#### Stored data entries
--- START ---
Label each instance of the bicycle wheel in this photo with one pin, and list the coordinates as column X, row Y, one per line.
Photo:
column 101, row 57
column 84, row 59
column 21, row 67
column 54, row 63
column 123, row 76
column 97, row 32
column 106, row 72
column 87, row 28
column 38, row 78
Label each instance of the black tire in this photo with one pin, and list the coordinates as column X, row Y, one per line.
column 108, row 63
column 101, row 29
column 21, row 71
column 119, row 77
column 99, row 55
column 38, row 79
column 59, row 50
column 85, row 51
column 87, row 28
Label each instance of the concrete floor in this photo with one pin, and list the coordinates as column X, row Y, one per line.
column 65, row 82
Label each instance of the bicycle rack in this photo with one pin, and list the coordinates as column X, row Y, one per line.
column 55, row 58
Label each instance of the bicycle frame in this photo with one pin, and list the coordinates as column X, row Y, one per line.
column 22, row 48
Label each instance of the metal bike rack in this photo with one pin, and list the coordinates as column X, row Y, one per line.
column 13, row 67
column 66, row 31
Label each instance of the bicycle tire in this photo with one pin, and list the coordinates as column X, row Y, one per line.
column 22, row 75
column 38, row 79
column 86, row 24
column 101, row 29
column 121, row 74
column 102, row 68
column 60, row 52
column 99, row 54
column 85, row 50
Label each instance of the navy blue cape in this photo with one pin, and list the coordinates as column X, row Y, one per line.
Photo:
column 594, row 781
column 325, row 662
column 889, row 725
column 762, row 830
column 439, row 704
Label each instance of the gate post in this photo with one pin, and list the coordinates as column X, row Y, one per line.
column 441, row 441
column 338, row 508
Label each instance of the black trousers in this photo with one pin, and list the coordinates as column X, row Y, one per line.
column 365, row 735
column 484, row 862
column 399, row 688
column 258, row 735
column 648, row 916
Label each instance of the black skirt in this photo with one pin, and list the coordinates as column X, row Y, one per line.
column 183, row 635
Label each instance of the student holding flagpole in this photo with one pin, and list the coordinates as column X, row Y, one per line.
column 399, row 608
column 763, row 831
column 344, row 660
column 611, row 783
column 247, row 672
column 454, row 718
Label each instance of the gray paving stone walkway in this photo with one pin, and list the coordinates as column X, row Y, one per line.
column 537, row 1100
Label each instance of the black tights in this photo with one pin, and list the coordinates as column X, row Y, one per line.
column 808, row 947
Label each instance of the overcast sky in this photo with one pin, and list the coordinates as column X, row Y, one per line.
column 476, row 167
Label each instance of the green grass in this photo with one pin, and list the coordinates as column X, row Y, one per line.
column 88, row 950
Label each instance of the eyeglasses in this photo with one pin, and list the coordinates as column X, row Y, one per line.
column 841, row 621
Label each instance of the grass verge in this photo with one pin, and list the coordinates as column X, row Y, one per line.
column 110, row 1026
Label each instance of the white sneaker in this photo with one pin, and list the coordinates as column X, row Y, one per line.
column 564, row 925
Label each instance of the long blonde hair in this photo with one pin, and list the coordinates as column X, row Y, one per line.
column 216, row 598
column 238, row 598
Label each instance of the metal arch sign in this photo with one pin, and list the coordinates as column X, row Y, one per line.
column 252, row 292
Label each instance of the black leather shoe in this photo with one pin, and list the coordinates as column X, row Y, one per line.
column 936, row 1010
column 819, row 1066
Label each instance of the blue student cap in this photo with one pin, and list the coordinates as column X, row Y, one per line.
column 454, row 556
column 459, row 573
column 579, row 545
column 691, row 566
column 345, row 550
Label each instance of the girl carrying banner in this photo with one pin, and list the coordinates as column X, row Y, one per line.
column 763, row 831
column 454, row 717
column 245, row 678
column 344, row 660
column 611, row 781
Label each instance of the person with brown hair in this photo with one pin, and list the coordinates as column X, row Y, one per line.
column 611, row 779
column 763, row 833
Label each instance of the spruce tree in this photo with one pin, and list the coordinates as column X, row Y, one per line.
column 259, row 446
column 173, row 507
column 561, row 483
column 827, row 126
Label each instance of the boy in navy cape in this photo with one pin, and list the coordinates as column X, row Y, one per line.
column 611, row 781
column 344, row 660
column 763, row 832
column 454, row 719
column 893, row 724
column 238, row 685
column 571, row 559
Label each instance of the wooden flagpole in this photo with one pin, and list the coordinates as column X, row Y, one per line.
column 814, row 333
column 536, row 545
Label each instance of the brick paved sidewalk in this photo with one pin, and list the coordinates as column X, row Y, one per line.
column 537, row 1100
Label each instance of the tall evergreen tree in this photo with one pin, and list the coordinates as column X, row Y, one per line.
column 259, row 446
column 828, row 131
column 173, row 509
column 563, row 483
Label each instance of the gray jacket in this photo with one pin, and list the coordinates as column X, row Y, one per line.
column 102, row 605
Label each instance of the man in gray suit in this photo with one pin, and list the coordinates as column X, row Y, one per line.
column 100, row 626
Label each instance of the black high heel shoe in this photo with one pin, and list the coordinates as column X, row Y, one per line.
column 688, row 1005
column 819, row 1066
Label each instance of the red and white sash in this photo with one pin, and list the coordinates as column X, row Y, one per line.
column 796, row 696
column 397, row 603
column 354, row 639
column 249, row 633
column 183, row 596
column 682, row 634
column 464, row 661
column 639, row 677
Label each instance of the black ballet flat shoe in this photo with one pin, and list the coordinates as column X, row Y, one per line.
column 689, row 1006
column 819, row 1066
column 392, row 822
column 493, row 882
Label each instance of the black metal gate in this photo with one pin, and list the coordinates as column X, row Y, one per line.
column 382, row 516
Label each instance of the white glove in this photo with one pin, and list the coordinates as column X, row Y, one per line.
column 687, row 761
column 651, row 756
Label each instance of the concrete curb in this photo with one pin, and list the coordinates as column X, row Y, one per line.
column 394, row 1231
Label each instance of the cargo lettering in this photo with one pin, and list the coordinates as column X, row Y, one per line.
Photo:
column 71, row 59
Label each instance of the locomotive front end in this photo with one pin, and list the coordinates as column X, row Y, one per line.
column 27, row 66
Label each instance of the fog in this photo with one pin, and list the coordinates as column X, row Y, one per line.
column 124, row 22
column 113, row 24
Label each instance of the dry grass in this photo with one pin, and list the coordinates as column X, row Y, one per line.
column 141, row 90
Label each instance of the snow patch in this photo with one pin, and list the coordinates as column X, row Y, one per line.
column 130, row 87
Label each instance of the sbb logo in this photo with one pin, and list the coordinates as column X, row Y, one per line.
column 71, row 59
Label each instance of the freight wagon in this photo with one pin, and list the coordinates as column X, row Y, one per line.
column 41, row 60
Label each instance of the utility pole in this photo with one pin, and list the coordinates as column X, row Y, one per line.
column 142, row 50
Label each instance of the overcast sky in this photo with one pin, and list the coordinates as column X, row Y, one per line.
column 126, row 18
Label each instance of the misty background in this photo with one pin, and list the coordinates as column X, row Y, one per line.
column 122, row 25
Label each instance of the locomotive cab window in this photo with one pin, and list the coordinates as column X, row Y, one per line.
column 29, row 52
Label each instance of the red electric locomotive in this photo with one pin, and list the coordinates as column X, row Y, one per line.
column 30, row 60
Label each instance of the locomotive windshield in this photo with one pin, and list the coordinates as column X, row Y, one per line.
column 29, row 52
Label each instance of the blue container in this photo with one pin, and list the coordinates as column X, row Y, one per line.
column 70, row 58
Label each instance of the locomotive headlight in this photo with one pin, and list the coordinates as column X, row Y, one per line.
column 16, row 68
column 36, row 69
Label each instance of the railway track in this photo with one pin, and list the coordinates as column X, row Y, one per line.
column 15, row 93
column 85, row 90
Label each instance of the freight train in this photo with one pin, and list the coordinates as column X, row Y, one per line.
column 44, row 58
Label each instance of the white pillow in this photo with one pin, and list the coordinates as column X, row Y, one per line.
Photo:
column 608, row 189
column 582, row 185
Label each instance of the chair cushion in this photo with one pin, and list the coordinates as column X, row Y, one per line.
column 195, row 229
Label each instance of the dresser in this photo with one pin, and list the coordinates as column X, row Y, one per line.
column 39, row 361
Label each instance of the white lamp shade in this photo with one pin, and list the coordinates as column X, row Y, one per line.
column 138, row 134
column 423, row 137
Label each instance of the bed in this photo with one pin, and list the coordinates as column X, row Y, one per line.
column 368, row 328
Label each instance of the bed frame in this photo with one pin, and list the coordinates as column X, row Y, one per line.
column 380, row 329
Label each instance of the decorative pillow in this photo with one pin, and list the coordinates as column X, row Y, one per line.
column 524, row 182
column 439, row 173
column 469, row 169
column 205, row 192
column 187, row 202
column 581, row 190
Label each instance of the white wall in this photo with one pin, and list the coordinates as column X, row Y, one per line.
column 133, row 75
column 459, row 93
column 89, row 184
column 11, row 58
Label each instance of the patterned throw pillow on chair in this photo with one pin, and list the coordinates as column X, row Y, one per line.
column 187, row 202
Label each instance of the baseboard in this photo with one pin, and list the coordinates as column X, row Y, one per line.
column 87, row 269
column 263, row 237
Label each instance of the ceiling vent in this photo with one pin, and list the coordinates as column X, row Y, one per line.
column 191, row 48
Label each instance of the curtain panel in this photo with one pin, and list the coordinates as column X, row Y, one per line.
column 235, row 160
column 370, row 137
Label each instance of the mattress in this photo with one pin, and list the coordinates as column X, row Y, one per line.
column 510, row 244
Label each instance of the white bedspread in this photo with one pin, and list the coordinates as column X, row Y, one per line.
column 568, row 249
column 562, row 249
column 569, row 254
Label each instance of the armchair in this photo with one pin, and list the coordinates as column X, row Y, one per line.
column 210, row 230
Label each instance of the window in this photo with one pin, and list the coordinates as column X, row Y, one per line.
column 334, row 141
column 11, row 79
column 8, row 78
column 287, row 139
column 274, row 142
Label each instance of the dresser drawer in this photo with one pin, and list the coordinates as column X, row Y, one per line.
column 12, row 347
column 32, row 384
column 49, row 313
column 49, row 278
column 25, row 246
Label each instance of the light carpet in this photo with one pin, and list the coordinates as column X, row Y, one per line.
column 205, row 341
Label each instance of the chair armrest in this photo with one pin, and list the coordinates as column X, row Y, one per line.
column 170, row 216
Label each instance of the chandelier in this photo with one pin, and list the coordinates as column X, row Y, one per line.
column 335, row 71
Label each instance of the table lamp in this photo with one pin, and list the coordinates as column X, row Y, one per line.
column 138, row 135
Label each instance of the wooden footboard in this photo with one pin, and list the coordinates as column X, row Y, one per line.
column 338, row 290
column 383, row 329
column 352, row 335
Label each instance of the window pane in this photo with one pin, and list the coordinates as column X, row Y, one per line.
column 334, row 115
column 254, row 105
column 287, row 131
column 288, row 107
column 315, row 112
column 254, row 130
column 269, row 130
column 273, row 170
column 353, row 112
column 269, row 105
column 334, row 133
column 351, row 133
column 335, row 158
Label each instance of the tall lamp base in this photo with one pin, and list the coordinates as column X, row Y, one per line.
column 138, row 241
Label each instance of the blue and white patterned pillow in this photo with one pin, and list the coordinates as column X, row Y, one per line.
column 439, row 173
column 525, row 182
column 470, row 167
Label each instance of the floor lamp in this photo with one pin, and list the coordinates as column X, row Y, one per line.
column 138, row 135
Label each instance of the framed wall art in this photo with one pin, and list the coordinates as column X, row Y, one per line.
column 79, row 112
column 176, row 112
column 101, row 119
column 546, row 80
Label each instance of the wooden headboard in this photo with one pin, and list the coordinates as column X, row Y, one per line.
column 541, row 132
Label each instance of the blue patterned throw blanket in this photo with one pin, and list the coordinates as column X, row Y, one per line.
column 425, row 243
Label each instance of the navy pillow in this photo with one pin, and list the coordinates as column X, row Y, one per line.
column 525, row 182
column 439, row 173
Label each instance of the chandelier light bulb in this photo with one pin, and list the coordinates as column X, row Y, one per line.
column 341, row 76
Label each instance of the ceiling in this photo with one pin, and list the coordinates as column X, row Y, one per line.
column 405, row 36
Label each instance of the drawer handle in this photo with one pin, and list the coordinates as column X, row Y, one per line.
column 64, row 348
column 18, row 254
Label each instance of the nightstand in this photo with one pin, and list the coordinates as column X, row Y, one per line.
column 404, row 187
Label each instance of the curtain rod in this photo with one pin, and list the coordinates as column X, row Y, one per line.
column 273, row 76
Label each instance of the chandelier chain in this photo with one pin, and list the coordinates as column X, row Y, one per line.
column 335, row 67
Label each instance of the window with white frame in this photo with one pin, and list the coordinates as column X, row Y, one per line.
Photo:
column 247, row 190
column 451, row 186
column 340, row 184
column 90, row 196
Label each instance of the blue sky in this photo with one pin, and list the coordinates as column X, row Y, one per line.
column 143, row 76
--- END ---
#### What to produce
Copy out exactly the lines between the line with "Label each instance of the chandelier chain" and the last line of the entries, counting both of those lines.

#### Solution to the problem
Label each instance of the chandelier chain in this photo with one pin, and list the coordinates as column X, row Y, one per line.
column 335, row 67
Label each instance of the window with white frame in this photo with one pin, and list the coordinates as column X, row Y, one per line.
Photo:
column 247, row 190
column 451, row 186
column 340, row 184
column 90, row 196
Label each instance of the blue sky in this photo with one pin, and list the coordinates as column X, row Y, one per line.
column 143, row 76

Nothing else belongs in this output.